§ **Supplied passage**
So, each package defines its own CLI Flags and options and, in addition, a parseFlags function which converts these CLI flags into PackageArgs.

Then, option parsing takes place as follows:

  1. The main happy executable sticks the options from each package together and calls getOpt.
  2. The resulting Flags are then used to call parseFlags and execute each package's respective main entry point function: runFrontend, runMiddleend and runBackend.

In this way, option parsing is fully modularized such that new packages can define and use their own CLI options.

We just have to pay attention to one thing: with getOpt, it is not possible to have multiple options with the same option character or option string. This means, if there are two different packages which both define an -o option, these cannot be used together in the same happy executable. Package authors have to watch out for such option collisions.

Example: happy-rad

As an example for how this modularization can be used to create a new executable, let's take a look at happy-rad. happy-rad extends happy by a recursive ascent-descent (RAD) backend. It contains two packages:

As happy-frontend, happy-middleend and happy-backend are (will be) remote packages, we can just reuse their functionality. In addition, we get testing for free:

testing happy and happy-rad

How does the happy-test package help package authors in testing their packages?

(Annotation records)

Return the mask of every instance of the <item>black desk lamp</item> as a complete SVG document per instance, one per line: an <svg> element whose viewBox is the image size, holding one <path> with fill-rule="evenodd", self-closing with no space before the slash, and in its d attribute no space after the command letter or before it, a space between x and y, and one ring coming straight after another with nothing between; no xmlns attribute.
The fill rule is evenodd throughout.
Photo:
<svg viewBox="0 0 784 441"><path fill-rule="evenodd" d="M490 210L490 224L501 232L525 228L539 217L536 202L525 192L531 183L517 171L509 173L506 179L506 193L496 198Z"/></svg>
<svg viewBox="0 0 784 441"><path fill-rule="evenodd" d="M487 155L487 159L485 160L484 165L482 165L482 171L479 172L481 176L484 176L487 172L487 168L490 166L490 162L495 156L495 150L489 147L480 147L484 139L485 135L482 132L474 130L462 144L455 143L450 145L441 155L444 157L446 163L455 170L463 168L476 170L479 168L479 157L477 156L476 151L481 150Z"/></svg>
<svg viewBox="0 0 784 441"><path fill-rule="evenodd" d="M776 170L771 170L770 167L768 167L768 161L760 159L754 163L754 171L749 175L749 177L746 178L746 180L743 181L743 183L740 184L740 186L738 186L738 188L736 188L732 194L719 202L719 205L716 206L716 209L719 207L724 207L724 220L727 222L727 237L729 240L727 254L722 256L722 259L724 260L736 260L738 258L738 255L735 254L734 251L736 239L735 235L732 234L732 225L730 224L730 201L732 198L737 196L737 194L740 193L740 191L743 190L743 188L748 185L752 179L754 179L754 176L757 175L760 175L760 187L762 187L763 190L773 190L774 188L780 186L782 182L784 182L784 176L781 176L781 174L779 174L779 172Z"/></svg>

§ **Directives**
A. In the passage on happy's modular option parsing, what kind of backend does happy-rad add to happy?
B. Write the next part of the passage on happy's modular option parsing, picking up right after its final line.

§ **Answers in order**
A. A recursive ascent-descent (RAD) backend.

B.
We've moved all of the existing 26 test grammars (e.g. ParGF.y) into happy-test. happy-test exposes the following function:

test :: TestSetup -> IO a

data TestSetup = TestSetup {
  happyExec :: String, -- e.g. happy or happy-rad
  defaultTests :: [String],
  customTests :: [String],
  customDataDir :: String,
  allArguments :: [String],
  stopOnFailure :: Bool
}

In their test suite, the package author can call test and customize the testing procedure: they can specify which of the 26 grammars should or should not be tested and which argument combinations their executable should be tested with. In addition, they can specify further, custom, testing grammars.

For example, happy-rad could provide [--rad] for the set of arguments it should be tested with, while normal happy could provide [-a, -ag, -cg, -acg].

happy-test can also do something different: The functionality of make sdist-test, which was previously in the Makefile, has now moved into happy-test. This way, every extension author can test their sdists. What does make sdist-test do?

  1. call cabal sdist all to create an sdist of all local packages
  2. unzip the sdists and move them into an umbrella directory
  3. create a cabal.project referring to these local packages
  4. build and test the executable inside this umbrella directory.

More

For the end user of happy, not much changes: the CLI stays identical, the functionality remains the same. Just the compile time of happy increases a bit.

Template Files

As the template files are backend-specific, these are now data-files of happy-backend, not of happy itself. Just like the tests, which are data-files of happy-test instead of happy itself.

Bootstrapping

Bootstrapping is a process which is purely frontend-specific. Therefore, the bootstrap flag only exists in happy-frontend, but still exists. A next step could be to outsource the bootstrapping parser into its own package, as described in https://github.com/simonmar/happy/issues/187#issuecomment-825564616.

CI

Travis and appveyor used make sdist; make sdist-test-only. We have replaced this with our new make sdist-test. make sdist-test currently doesn't work on MinGW.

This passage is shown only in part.